• [Work to complete]:
Copy out each of the entries below line for line, keeping every word, bracket, and number unchanged.

-*-*-

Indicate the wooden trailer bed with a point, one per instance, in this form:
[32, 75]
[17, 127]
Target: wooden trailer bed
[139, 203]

-*-*-

• [Task solution]:
Indicate the wooden trailer bed with a point, one per instance, in this form:
[32, 75]
[17, 127]
Target: wooden trailer bed
[139, 203]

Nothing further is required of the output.